Please return the lines, both ends included, that run from the one containing "x=439, y=90" to the last line of the data below, exactly and alone.

(Natural-language object grounding data)
[Start of Attachment]

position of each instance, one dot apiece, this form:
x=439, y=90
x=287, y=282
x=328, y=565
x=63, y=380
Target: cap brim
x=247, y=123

[End of Attachment]

EXERCISE ANSWER:
x=439, y=90
x=287, y=282
x=328, y=565
x=63, y=380
Target: cap brim
x=247, y=123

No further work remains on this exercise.